DATA RECORDS ->
▼▼▼

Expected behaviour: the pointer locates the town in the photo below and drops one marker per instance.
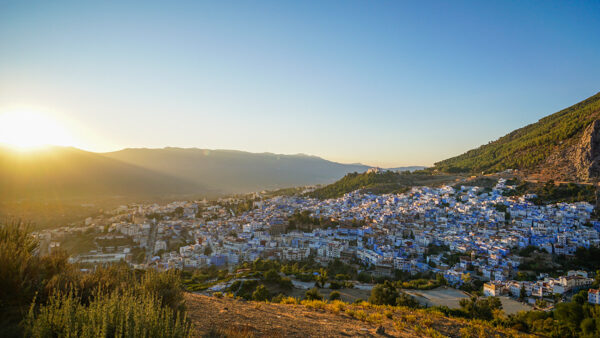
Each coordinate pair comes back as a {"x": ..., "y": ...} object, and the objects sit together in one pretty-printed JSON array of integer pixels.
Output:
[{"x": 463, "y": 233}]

▲▲▲
▼▼▼

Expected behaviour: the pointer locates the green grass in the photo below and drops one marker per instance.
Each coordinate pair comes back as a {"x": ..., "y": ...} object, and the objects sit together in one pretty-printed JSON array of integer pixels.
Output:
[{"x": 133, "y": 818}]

▲▲▲

TASK STATEMENT -> Taking the listing as a whole, count how many of its lines contain the word "drops", and reply with that count alone.

RESULT OF THIS TASK -> 2